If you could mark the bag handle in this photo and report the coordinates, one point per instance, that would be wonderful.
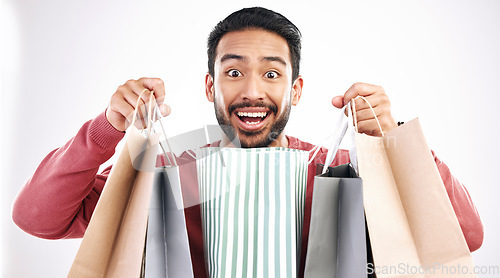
(340, 131)
(373, 111)
(152, 112)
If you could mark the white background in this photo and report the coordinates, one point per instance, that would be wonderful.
(62, 60)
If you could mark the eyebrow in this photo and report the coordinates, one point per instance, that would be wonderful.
(242, 58)
(275, 59)
(232, 56)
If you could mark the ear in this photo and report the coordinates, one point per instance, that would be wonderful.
(209, 87)
(297, 90)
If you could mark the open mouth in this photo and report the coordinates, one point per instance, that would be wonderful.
(252, 120)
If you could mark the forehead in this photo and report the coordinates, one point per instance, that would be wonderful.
(255, 43)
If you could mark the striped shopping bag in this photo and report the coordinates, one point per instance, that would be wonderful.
(252, 207)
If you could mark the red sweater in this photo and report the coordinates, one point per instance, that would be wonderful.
(59, 199)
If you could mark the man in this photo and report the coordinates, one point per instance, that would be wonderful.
(253, 80)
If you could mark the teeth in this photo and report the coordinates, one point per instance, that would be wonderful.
(253, 115)
(252, 123)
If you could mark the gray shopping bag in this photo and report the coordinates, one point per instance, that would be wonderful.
(337, 241)
(167, 247)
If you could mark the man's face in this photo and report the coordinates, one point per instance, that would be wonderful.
(252, 87)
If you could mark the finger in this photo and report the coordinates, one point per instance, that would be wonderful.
(156, 85)
(165, 109)
(367, 114)
(139, 90)
(123, 108)
(374, 100)
(360, 89)
(338, 101)
(369, 127)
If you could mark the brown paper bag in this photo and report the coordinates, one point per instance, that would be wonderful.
(113, 244)
(413, 228)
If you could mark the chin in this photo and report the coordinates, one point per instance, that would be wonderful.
(255, 139)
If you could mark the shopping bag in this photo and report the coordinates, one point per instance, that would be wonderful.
(113, 244)
(412, 226)
(167, 244)
(252, 206)
(336, 245)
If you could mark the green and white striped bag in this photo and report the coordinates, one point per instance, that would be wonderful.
(252, 207)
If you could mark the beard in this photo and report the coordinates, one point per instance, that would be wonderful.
(252, 139)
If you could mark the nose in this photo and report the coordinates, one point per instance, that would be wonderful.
(252, 89)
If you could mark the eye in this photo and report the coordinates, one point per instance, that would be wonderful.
(271, 74)
(234, 73)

* **WHAT TO WORK ON**: Write out the entire listing above word for word, omitting the picture.

* **EXERCISE RESPONSE**:
If you could mark the bag handle in this photo and report the coordinates, one point per instance, that would be wonderful.
(340, 131)
(373, 111)
(152, 112)
If you could mark the white background in this photo and report the coordinates, one point per instance, that would be wonderful.
(62, 60)
If you could mark the eyebrow in this photo and report the coordinates, one point per instance, that would be wonderful.
(242, 58)
(275, 59)
(232, 56)
If you could mark the ear in this photo and report the coordinates, one point per instance, that would be wonderful.
(209, 87)
(297, 90)
If you could mark the open mouth in this photo and report the coordinates, one point per instance, that would be wonderful.
(252, 120)
If you could mark the forehead in this photo and report the coordinates, one point per instance, that would be wonderful.
(255, 43)
If you could mark the striped shopping bag in this photo and report the coordinates, one point per instance, that would be wonderful.
(252, 207)
If you could mark the red sweater in this photo and report the coordinates, one point per instance, that would be wonderful.
(59, 199)
If you could mark the man in this photo and report the coordinates, one point per instance, that would be wonderful.
(253, 80)
If you could mark the teeth in this photo and report the coordinates, one point per instance, that would be wonderful.
(253, 115)
(252, 123)
If you could mark the gray shopping bag in this photo and report the coordinates, one point per instance, that would be wonderful.
(337, 241)
(167, 247)
If you could mark the man's face in this photo and report the coordinates, one point per instance, that would be wonderful.
(252, 87)
If you could mark the finger in this photo and report the coordinates, one point per instance, that would be wonderful.
(156, 85)
(165, 109)
(367, 114)
(139, 90)
(123, 108)
(374, 100)
(360, 89)
(338, 101)
(369, 127)
If you could mark the brown paper bag in this photo and report the coordinates, one point per instance, that would be wonderful.
(113, 244)
(413, 228)
If you could mark the chin in this photo and report the coordinates, one point per instance, that would be wonderful.
(255, 139)
If you could mark the shopping bag in this photo and report the coordinates, one point per instance, that would be wonderful.
(113, 244)
(412, 226)
(167, 244)
(252, 206)
(336, 245)
If you could mark the green and white striped bag in this photo and report the coordinates, one point per instance, that would be wonderful.
(252, 207)
If you could mark the beard in this photo and report the coordinates, one point per instance, that would be wonderful.
(252, 139)
If you could mark the nose in this photo and report the coordinates, one point per instance, that would be wonderful.
(252, 89)
If you could mark the eye in this photo and report the coordinates, one point per instance, that would be wonderful.
(271, 74)
(234, 73)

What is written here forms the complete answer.